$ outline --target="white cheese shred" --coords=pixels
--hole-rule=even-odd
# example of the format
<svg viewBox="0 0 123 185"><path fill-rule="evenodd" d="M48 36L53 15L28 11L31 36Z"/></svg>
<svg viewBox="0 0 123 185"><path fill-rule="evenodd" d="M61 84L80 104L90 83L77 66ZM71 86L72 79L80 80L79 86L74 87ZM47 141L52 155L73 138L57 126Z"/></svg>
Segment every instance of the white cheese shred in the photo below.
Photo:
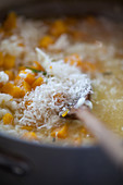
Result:
<svg viewBox="0 0 123 185"><path fill-rule="evenodd" d="M39 62L52 76L44 76L47 83L25 95L19 108L23 112L20 124L51 128L59 122L60 111L75 104L79 98L83 99L81 104L86 102L87 95L91 94L91 85L88 76L82 74L76 66L71 66L63 60L51 62L44 51L38 48L36 51ZM50 66L52 70L49 71Z"/></svg>

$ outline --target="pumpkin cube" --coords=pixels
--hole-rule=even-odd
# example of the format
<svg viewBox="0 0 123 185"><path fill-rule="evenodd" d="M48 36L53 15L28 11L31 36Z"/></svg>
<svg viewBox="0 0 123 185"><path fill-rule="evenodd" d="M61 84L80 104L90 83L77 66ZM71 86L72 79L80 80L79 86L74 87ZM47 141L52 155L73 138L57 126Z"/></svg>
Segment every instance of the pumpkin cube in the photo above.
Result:
<svg viewBox="0 0 123 185"><path fill-rule="evenodd" d="M67 26L62 20L56 21L50 28L50 34L59 37L61 34L64 34L67 32Z"/></svg>
<svg viewBox="0 0 123 185"><path fill-rule="evenodd" d="M5 70L11 70L12 67L14 67L14 65L15 65L15 57L5 54L3 60L3 67Z"/></svg>
<svg viewBox="0 0 123 185"><path fill-rule="evenodd" d="M28 73L25 78L25 82L28 83L29 85L32 85L35 82L35 75L32 73Z"/></svg>
<svg viewBox="0 0 123 185"><path fill-rule="evenodd" d="M32 85L33 88L36 88L36 86L40 86L41 84L44 84L44 78L42 77L38 77Z"/></svg>
<svg viewBox="0 0 123 185"><path fill-rule="evenodd" d="M5 74L9 75L9 81L13 81L14 79L14 73L12 71L4 71Z"/></svg>
<svg viewBox="0 0 123 185"><path fill-rule="evenodd" d="M5 113L4 116L3 116L3 124L13 124L14 122L14 118L11 113Z"/></svg>
<svg viewBox="0 0 123 185"><path fill-rule="evenodd" d="M47 35L39 40L39 47L47 49L48 46L53 44L53 42L54 42L53 38L51 36Z"/></svg>
<svg viewBox="0 0 123 185"><path fill-rule="evenodd" d="M58 137L58 138L66 138L67 137L67 125L65 124L59 130L56 130L51 133L52 137Z"/></svg>

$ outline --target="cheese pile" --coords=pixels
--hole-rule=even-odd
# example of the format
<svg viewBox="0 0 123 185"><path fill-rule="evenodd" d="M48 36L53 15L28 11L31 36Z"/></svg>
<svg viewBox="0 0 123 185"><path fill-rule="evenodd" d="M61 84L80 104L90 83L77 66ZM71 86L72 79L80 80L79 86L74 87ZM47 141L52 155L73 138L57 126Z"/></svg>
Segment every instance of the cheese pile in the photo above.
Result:
<svg viewBox="0 0 123 185"><path fill-rule="evenodd" d="M53 61L38 48L36 52L48 75L44 76L46 83L25 95L19 104L22 114L19 122L37 128L51 128L58 124L60 111L76 103L79 98L83 99L82 103L88 101L86 97L91 94L90 79L75 65L64 63L63 60Z"/></svg>

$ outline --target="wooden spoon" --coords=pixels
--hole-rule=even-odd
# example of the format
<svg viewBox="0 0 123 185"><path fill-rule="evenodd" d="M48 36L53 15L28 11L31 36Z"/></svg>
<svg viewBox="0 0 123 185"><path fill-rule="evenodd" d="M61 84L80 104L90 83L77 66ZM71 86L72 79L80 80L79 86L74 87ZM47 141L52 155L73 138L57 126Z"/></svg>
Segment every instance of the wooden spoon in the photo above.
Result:
<svg viewBox="0 0 123 185"><path fill-rule="evenodd" d="M116 165L123 166L123 146L122 139L109 131L104 124L99 121L87 106L78 109L72 108L67 114L76 118L96 136L100 146L112 158Z"/></svg>

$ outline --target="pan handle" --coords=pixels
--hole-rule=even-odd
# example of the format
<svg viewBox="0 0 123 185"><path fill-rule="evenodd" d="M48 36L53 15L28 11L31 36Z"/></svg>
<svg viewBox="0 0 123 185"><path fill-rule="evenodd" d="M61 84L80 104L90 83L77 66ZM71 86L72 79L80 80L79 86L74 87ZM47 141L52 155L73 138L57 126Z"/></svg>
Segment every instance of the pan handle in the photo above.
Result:
<svg viewBox="0 0 123 185"><path fill-rule="evenodd" d="M27 160L14 155L7 155L0 150L0 170L14 175L23 176L30 172L30 164Z"/></svg>

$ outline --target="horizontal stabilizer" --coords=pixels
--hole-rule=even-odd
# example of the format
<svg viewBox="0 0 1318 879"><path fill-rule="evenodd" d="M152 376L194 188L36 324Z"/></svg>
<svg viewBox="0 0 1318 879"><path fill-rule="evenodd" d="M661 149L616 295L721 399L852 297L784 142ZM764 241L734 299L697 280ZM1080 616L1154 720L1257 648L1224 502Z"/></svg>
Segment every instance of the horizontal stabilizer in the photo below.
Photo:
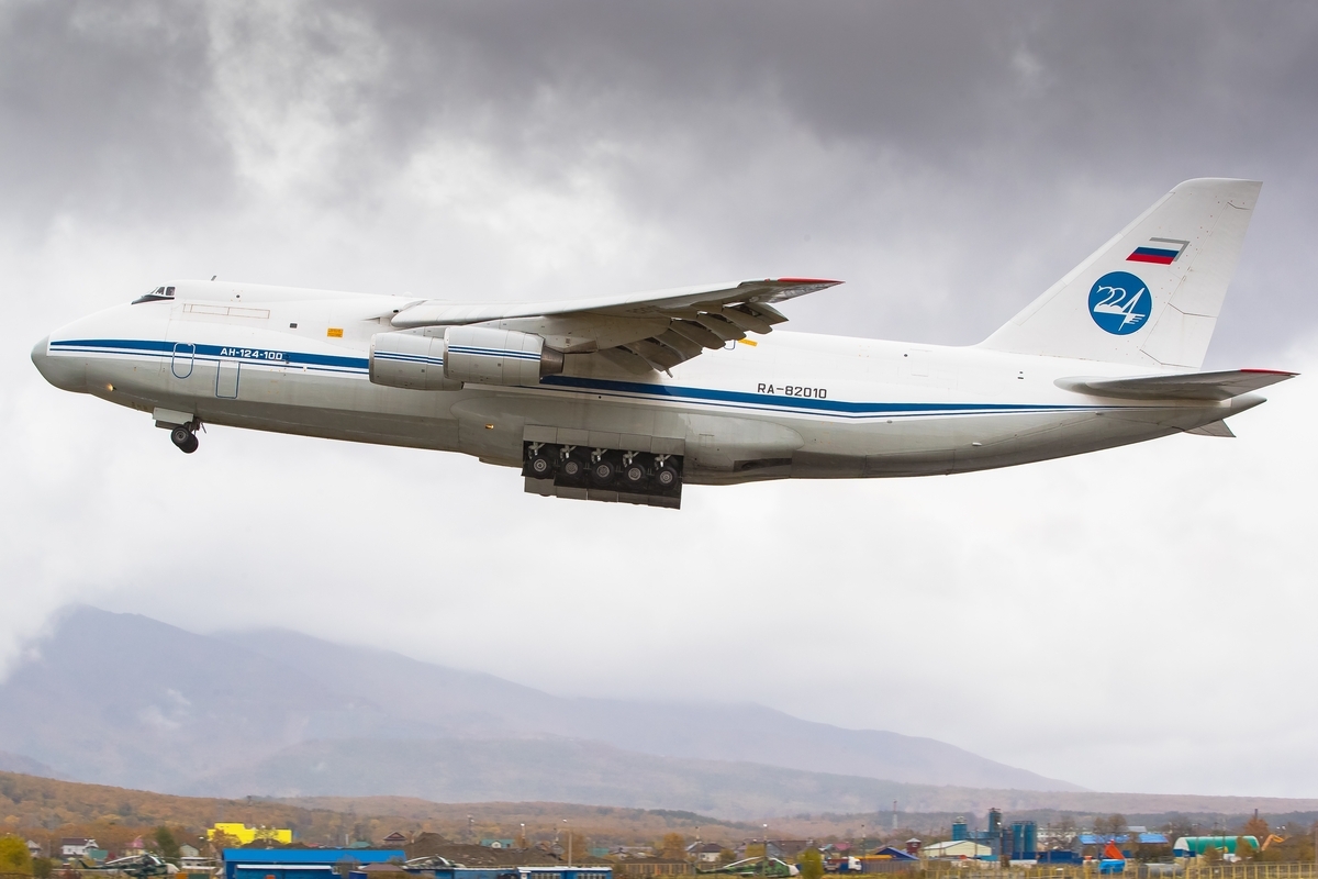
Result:
<svg viewBox="0 0 1318 879"><path fill-rule="evenodd" d="M1186 434L1194 434L1195 436L1230 436L1230 438L1235 438L1235 434L1231 432L1231 428L1222 419L1218 419L1215 422L1209 422L1207 424L1202 424L1199 427L1195 427L1194 430L1189 430L1189 431L1185 431L1185 432Z"/></svg>
<svg viewBox="0 0 1318 879"><path fill-rule="evenodd" d="M1124 399L1231 399L1296 374L1276 369L1231 369L1136 378L1058 378L1057 386L1079 394Z"/></svg>

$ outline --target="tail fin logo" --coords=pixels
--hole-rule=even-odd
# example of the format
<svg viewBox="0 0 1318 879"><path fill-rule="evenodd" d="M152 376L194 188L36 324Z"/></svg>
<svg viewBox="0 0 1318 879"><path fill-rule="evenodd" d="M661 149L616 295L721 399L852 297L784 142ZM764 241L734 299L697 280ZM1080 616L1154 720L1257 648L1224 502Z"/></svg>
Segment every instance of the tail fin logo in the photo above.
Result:
<svg viewBox="0 0 1318 879"><path fill-rule="evenodd" d="M1114 336L1143 327L1152 308L1148 286L1130 271L1108 271L1089 290L1089 315Z"/></svg>

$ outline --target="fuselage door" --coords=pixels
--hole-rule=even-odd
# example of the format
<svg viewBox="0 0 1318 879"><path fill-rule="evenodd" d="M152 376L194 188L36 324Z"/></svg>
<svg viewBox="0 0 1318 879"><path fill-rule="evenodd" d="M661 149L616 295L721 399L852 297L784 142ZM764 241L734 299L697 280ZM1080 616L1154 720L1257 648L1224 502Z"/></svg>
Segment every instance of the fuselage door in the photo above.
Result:
<svg viewBox="0 0 1318 879"><path fill-rule="evenodd" d="M192 361L196 358L196 345L190 341L175 341L170 372L174 378L187 378L192 374Z"/></svg>

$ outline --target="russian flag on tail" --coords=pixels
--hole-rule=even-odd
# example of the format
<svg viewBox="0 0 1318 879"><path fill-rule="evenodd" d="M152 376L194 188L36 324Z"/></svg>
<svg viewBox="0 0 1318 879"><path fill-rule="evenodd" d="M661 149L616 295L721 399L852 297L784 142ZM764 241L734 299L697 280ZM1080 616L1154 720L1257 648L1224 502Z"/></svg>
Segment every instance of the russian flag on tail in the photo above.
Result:
<svg viewBox="0 0 1318 879"><path fill-rule="evenodd" d="M1180 239L1149 239L1140 246L1135 248L1135 252L1126 257L1126 261L1172 265L1181 258L1181 254L1185 253L1188 246L1190 246L1190 242L1181 241Z"/></svg>

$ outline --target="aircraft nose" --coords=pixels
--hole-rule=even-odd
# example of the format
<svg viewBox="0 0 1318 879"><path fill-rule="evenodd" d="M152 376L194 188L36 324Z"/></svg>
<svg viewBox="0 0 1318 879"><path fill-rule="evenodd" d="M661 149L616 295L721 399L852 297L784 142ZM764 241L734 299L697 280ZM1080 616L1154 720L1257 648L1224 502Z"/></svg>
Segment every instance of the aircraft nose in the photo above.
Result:
<svg viewBox="0 0 1318 879"><path fill-rule="evenodd" d="M32 347L32 365L41 377L62 390L86 390L87 372L80 362L72 364L63 357L50 356L50 336Z"/></svg>

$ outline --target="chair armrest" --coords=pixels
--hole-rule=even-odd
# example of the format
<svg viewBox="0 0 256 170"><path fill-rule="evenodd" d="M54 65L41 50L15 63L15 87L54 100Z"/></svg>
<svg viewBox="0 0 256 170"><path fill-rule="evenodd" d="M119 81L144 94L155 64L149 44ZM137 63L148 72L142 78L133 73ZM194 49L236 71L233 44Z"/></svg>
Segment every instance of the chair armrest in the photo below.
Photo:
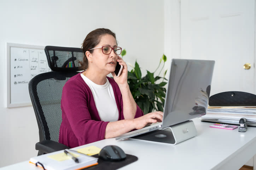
☆ ☆ ☆ ☆ ☆
OBJECTIVE = Rewrite the data from the start through the line with "62L52 76L44 76L47", swapping "white cheese shred" for "cheese strand" and leaving everything else unchanged. Leave the pictures out of the answer.

SOLUTION TO THE EXERCISE =
$ outline --target="cheese strand" --coords=pixels
--hole-rule=even-odd
# example of the format
<svg viewBox="0 0 123 185"><path fill-rule="evenodd" d="M48 36L53 15L28 11L31 36Z"/></svg>
<svg viewBox="0 0 123 185"><path fill-rule="evenodd" d="M61 84L80 104L90 83L77 66ZM71 86L72 79L80 80L79 86L74 87ZM47 141L52 155L73 138L57 126Z"/></svg>
Segment every instance of the cheese strand in the photo below.
Photo:
Result:
<svg viewBox="0 0 123 185"><path fill-rule="evenodd" d="M39 62L52 76L44 76L47 83L25 95L19 108L23 112L20 124L51 128L59 122L60 111L75 104L79 98L83 99L81 104L86 102L87 95L91 94L91 85L88 76L82 74L76 66L71 66L63 60L51 62L44 51L38 48L36 51ZM50 66L52 70L49 71Z"/></svg>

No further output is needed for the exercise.